> _Stored data entries_:

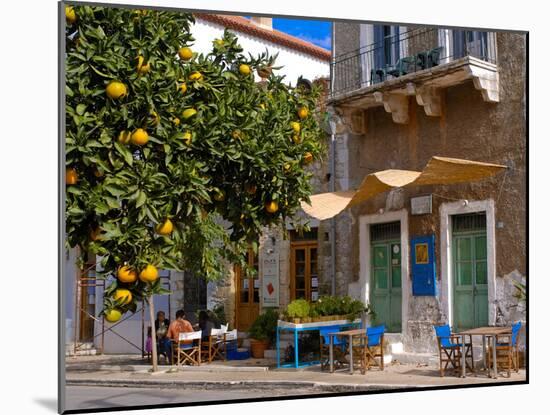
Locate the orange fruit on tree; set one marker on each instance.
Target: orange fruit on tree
(185, 53)
(124, 137)
(149, 273)
(188, 113)
(70, 14)
(195, 76)
(113, 315)
(116, 90)
(123, 295)
(244, 69)
(139, 137)
(165, 228)
(71, 177)
(126, 274)
(272, 206)
(303, 112)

> _About this exercise_: Please return the lines above exactly, with the pictures omitted.

> _Task response_:
Locate the orange fruit on tree; set one marker on each instance.
Target: orange fruit on tree
(185, 53)
(124, 137)
(149, 273)
(188, 113)
(70, 14)
(195, 76)
(113, 315)
(116, 90)
(123, 295)
(244, 69)
(139, 137)
(165, 228)
(71, 177)
(126, 274)
(272, 206)
(303, 112)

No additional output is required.